▶ [Extract provided]
************
I just want to feed an LLM hunter x hunter episodes and get out new ones. But on...

I just want to feed an LLM hunter x hunter episodes and get out new ones.

But on a more serious note, I vividly remember when GANs were the next big thing when I was in university and the output quality and variability was laughable compared to what midjourney and the likes can produce today (my mind was still blown back then). So I would be in no way suprised if we got to a point in the next decade where we have "midjourney" for video generation. So I wholeheartedly agree.

I also think the computational problem is tackled from so many angles in the field of ML. You have nvidia releasing absolute beasts of GPUs, some promising start ups pushing for specialized hardware, a new paper on more optimized training methods every week, mamba bursting on the scene, higher quality data sets, merging of models, framework optimizations here and there. Just the other day I think I saw a post here about locally running larger LLMs. Stable Diffusion is already available for iPhones at acceptable qualities and speed (given the devices power).

What I wonder about the most though is whether we will get more robust orchestration of different models or multi modal models. It's one thing to have a model which given a text prompt generates a short video snippet. But what if I instruct my model(s) to come up with a new ad for a sports drink and they/it does research, consolidates relevant data about the target group, comes up with a proper script for an ad, creates the ad, figures out an evaluation strategy for the ad, applies it and eventually gives me back a "well thought out" video. And all I had to do was provide a little bit of an intro and then let the thing do its magic for an hour. I know we have lang chain and baby AGI but they are not as robust as they would need to be to displace a bunch of jobs just yet (but I assume they will soon enough).
************
▶ [Task description]
Condense the paragraph of the forum post above that begins "I also think the computational problem" into a short bulleted list that keeps its main facts.

(Referring expression pointing data)
************
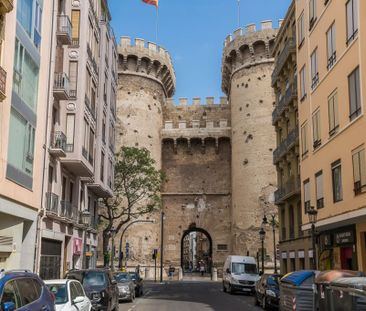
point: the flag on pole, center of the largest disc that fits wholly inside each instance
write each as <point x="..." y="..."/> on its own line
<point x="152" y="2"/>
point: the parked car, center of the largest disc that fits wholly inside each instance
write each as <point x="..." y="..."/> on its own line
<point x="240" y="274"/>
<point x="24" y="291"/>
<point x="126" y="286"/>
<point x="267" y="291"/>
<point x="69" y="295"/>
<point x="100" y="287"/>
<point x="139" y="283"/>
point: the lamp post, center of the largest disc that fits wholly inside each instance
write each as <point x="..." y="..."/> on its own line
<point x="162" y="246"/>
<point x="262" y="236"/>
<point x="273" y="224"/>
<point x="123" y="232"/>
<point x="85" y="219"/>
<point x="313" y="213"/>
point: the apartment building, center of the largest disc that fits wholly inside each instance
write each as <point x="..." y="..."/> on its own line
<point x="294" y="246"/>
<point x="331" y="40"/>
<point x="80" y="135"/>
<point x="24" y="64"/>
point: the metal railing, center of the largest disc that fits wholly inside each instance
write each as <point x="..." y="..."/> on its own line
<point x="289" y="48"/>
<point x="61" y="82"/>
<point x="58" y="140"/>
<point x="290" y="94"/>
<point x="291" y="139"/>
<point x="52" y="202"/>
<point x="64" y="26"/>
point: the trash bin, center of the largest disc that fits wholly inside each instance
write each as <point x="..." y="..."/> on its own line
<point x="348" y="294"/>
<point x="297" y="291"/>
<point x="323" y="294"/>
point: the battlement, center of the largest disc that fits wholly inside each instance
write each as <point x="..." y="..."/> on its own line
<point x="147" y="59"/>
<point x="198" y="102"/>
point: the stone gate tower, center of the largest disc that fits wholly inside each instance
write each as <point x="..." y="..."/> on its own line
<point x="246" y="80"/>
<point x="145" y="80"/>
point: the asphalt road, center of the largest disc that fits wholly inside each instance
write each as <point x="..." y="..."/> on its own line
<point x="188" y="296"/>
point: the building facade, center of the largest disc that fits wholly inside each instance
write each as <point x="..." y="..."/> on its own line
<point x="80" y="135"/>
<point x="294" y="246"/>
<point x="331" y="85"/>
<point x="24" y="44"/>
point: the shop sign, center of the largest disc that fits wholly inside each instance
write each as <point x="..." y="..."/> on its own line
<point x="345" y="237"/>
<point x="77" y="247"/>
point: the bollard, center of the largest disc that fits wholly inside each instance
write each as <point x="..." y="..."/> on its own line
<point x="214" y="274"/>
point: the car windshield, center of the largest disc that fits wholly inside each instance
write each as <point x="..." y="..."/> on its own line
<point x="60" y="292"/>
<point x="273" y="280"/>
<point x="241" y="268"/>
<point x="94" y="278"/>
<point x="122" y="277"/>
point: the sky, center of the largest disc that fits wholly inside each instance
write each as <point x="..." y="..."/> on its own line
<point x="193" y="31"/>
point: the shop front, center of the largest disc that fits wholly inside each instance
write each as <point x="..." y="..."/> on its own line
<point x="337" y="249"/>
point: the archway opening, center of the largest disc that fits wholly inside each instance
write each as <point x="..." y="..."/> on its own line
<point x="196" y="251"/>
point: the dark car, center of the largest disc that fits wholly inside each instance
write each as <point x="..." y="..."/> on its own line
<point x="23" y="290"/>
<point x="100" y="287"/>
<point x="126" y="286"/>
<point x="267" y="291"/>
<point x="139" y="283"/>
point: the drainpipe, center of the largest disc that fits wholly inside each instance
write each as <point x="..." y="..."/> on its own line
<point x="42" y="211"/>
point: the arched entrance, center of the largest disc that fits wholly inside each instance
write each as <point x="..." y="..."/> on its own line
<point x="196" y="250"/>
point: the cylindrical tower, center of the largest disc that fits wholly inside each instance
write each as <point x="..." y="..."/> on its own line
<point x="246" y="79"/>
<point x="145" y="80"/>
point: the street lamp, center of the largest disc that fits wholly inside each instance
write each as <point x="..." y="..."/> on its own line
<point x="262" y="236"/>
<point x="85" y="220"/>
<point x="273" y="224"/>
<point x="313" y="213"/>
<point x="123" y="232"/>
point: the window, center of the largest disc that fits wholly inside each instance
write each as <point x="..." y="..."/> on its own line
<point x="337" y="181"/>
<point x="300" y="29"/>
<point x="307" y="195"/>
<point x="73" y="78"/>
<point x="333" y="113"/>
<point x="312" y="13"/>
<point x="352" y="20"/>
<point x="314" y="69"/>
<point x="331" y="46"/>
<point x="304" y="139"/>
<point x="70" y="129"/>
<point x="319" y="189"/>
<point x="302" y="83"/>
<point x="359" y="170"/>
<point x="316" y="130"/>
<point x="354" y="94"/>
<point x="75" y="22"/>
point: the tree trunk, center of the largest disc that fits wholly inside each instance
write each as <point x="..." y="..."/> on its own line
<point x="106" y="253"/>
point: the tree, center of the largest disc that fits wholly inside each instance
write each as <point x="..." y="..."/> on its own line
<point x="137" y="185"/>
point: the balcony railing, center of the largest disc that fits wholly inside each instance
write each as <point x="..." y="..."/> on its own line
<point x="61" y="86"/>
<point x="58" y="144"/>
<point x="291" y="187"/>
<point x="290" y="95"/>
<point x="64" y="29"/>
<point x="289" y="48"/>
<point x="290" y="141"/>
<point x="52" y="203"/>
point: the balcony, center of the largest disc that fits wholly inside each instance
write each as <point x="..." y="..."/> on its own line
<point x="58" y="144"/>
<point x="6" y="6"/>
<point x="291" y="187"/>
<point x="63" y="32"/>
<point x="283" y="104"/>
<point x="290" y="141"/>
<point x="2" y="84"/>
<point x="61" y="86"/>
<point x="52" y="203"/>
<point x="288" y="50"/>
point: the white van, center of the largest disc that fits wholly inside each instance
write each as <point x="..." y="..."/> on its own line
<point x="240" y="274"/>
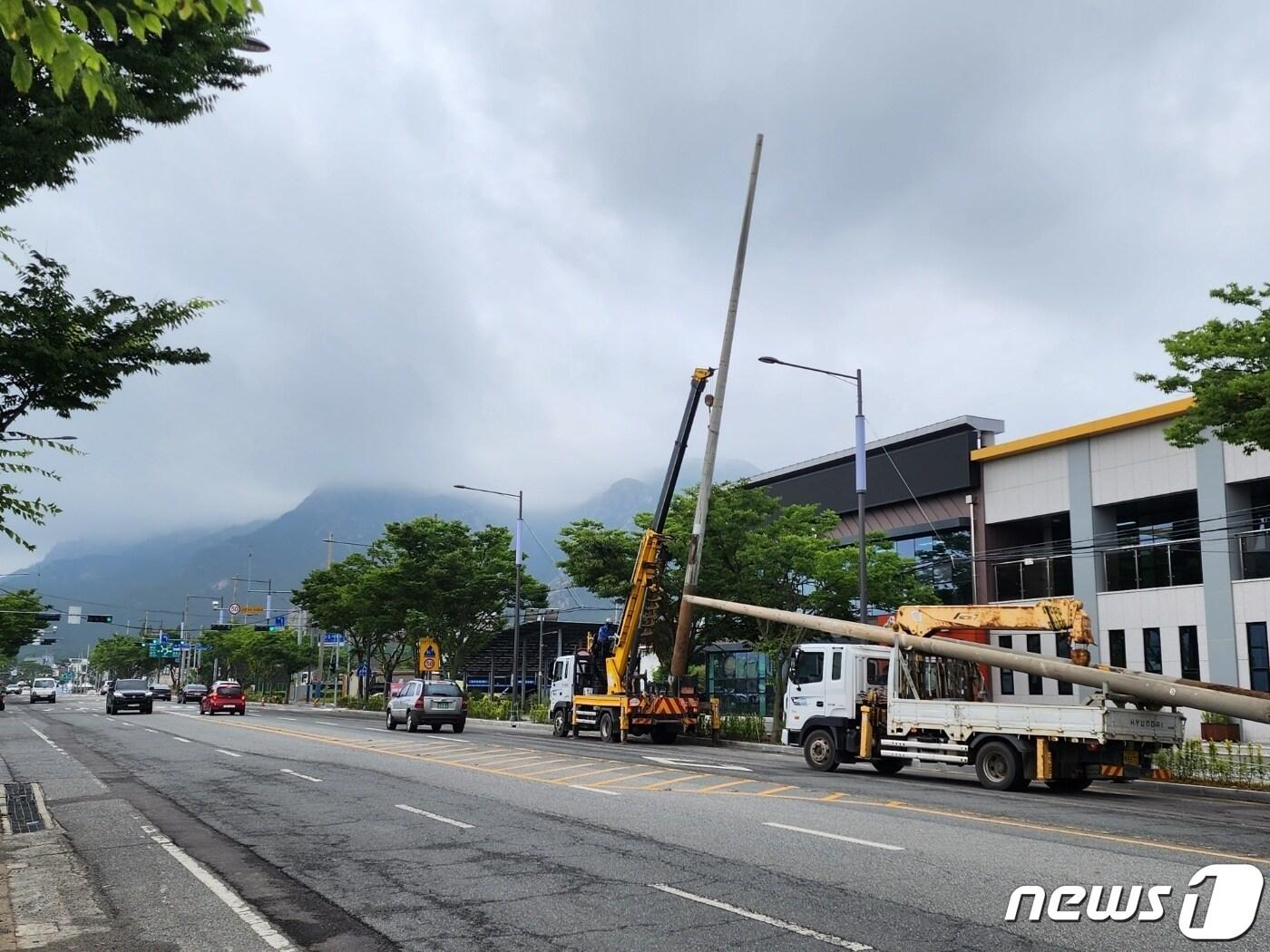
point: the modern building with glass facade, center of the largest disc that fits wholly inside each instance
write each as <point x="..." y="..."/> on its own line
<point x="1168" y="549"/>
************
▶ [Answer below]
The computational problem in ML is being tackled from many angles:
- Nvidia is releasing very powerful GPUs.
- Promising startups are pushing for specialized hardware.
- New papers on more optimized training methods appear every week.
- Mamba has burst onto the scene.
- Data sets are of higher quality.
- Models are being merged.
- Frameworks are being optimized.
- There was a recent post about running larger LLMs locally.
- Stable Diffusion already runs on iPhones at acceptable quality and speed for the devices' power.